* **WHAT YOU NEED TO DO**
a: Which command-line options does the example command in the task documentation pass? List each one.
b: Extend the task documentation beyond its final sentence, in the same style.

══ SOURCE EXTRACT

Wrapper task to run the MergeCategorizationStatsWrapper task over several datasets in parallel.

Example command:

law run MergeCategorizationStatsWrapper --version test --config-name base_config --dataset-names tt_dl,tt_sl --workers 10

Class EventCounterDAS

class cmt.base_tasks.preprocessing.EventCounterDAS(*args, **kwargs)[source]

Bases: DatasetTask

Performs a counting of the events with and without applying the necessary weights. Weights are read from the config file. In case they have to be computed, RDF modules can be run.

════
══ STORED RECORDS

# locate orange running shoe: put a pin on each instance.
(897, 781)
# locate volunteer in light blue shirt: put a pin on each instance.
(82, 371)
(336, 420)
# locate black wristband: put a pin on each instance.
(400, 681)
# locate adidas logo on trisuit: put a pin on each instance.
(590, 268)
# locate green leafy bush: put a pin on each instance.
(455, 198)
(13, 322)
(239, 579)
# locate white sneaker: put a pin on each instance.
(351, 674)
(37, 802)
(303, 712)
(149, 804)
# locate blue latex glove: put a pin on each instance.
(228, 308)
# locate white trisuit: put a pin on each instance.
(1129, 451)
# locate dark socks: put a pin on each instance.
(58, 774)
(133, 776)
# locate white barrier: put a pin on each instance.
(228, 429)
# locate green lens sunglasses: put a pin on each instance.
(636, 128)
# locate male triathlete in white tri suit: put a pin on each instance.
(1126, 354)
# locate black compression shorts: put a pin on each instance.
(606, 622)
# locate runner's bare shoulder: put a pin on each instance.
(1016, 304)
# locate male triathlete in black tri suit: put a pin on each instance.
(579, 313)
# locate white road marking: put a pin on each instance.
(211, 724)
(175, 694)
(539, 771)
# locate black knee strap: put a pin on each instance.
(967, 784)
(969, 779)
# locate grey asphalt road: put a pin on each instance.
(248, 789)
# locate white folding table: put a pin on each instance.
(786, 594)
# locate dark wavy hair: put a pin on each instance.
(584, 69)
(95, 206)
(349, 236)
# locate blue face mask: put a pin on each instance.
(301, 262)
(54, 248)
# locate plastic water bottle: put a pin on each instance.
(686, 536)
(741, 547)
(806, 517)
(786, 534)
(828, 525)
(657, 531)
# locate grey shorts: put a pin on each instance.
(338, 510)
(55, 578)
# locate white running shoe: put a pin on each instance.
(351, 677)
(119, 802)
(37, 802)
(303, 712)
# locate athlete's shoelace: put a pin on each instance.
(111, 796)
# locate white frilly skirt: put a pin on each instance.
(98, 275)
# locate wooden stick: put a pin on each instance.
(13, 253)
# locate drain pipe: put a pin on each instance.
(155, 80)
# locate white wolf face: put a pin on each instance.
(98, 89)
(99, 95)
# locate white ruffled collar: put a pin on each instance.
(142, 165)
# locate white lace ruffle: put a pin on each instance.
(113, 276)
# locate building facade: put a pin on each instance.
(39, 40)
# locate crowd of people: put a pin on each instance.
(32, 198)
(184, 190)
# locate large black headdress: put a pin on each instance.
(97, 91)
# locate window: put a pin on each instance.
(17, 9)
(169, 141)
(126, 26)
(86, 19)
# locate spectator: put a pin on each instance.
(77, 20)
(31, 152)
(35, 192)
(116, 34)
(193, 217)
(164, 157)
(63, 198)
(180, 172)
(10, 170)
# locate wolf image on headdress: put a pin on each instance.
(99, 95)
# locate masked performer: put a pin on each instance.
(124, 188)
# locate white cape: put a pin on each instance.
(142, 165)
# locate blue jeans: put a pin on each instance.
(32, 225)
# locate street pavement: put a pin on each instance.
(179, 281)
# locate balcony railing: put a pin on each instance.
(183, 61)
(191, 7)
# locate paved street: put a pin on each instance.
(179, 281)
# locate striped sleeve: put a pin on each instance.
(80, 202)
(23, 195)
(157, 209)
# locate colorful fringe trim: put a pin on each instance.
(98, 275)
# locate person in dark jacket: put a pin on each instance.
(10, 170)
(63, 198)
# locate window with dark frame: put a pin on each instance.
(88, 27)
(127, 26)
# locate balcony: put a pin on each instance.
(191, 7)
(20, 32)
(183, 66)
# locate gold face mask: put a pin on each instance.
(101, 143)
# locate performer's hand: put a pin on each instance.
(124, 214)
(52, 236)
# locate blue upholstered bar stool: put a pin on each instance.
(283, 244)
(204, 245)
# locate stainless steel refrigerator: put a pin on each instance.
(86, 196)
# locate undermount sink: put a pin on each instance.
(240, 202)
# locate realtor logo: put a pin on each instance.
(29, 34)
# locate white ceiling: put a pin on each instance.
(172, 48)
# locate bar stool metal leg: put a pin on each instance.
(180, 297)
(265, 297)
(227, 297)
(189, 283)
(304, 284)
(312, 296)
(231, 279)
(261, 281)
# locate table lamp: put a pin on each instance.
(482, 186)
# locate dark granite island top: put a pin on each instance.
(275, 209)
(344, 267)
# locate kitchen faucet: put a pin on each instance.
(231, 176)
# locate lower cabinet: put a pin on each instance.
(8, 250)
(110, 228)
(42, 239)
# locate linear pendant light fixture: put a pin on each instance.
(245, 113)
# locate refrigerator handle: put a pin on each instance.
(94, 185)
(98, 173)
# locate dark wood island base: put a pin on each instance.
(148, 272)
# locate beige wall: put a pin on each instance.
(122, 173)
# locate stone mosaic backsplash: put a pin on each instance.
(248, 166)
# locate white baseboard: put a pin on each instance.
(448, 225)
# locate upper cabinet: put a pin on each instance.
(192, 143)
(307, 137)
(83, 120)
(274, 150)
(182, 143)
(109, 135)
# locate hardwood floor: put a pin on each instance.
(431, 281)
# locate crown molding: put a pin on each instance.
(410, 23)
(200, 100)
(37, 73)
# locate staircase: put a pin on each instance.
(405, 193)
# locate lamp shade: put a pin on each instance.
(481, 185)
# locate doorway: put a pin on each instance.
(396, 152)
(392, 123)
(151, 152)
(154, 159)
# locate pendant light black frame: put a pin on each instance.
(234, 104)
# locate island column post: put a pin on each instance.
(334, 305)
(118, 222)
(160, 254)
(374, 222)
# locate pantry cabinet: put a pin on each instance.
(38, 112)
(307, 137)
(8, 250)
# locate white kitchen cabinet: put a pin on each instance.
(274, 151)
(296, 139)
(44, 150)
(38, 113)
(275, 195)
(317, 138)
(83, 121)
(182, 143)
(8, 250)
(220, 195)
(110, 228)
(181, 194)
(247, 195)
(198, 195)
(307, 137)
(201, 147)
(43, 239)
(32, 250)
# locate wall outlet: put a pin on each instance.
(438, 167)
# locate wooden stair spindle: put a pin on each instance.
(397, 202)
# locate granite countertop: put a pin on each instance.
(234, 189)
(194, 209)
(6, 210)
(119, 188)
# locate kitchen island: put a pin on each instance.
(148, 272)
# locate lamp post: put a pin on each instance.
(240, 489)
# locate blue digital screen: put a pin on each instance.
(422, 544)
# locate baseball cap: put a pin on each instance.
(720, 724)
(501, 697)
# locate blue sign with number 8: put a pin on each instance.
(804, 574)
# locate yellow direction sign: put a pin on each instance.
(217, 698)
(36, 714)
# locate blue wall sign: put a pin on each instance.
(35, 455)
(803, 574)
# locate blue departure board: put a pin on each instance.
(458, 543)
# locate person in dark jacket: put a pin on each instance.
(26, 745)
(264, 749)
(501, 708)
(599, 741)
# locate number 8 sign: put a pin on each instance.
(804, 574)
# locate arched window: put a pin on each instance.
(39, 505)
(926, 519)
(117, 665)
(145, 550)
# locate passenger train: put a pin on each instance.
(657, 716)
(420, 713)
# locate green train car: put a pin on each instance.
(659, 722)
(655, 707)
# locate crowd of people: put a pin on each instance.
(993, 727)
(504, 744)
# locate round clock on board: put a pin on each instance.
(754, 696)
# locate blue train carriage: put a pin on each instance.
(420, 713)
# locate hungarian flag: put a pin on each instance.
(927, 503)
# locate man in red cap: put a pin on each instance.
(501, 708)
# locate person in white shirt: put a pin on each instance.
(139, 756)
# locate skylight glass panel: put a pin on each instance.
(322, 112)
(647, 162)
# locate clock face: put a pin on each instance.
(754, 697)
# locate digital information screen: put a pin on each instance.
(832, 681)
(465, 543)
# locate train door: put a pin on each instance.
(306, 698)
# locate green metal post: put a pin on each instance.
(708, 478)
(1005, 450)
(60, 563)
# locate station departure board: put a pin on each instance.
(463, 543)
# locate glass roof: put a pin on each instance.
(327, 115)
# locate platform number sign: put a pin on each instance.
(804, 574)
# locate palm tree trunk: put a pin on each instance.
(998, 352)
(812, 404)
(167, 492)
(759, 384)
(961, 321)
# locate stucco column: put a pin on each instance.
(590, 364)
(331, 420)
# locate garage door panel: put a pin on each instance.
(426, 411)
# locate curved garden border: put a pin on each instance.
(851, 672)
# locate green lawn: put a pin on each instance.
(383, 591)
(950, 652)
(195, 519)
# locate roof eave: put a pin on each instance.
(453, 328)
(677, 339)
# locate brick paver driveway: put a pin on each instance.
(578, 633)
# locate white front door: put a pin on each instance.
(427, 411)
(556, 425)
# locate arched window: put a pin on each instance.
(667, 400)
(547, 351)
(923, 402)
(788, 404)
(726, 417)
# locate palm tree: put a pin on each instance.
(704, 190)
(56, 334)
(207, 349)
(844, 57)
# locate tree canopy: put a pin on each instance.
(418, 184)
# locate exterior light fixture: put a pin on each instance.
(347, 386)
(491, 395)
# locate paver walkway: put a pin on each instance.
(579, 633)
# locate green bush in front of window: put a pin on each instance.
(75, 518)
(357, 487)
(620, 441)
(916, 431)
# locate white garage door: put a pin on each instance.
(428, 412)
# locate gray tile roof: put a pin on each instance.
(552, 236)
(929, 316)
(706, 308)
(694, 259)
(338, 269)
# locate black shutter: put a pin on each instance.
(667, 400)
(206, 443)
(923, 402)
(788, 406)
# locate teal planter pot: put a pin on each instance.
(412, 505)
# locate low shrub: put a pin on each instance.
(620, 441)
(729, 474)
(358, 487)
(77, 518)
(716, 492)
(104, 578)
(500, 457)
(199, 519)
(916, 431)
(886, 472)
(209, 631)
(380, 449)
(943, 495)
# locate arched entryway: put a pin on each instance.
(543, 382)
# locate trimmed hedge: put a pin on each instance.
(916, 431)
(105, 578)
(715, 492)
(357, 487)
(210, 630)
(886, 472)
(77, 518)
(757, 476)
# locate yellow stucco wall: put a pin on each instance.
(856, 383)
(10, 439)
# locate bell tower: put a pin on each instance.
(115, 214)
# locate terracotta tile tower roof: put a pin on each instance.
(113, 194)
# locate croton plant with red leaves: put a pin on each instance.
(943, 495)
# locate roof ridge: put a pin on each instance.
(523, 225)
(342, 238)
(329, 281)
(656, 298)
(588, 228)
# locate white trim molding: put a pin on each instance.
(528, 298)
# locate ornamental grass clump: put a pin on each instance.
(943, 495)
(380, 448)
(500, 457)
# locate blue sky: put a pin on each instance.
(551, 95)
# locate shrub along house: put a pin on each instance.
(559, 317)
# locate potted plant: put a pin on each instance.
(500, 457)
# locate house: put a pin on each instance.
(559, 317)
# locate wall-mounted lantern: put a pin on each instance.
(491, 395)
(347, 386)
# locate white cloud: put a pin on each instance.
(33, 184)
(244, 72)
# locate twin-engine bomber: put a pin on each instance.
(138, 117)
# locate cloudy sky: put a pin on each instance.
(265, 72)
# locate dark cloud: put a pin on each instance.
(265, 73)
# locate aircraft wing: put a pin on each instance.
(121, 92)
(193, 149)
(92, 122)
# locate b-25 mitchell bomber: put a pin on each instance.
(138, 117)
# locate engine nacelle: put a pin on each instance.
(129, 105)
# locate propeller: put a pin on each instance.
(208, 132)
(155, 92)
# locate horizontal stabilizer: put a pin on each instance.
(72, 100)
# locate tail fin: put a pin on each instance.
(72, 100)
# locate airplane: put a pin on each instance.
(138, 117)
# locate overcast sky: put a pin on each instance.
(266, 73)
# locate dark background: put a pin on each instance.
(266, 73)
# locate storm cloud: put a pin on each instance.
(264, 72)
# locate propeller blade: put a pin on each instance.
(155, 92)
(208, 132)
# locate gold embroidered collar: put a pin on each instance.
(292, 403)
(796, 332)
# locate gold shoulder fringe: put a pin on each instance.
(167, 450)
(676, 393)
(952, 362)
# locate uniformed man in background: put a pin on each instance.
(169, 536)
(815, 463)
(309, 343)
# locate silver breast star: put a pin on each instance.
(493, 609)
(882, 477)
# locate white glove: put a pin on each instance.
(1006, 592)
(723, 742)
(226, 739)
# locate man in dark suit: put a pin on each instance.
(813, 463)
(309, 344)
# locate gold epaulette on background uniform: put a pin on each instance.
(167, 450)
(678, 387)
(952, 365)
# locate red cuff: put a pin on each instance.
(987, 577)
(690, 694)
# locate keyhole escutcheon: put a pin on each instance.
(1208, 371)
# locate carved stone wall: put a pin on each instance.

════

* **EXERCISE ANSWERS**
a: --version, --config-name, --dataset-names, --workers

b:
Example command:

law run EventCounterDAS --version test  --config-name base_config --dataset-name ggf_sm

Parameters:

use_secondary_dataset (bool) – whether to use the dataset included in the secondary_dataset parameter from the dataset instead of the actual dataset

requires()[source]

No requirements needed

output()[source]
Returns:

One file for the whole dataset

Return type:

.json

run()[source]

Asks for the numbers of events using dasgoclient and stores them in the output json file

Class EventCounterDASWrapper

class cmt.base_tasks.preprocessing.EventCounterDASWrapper(*args, **kwargs)[source]

Bases: DatasetSuperWrapperTask

Wrapper task to run the EventCounterDAS task over several datasets in parallel.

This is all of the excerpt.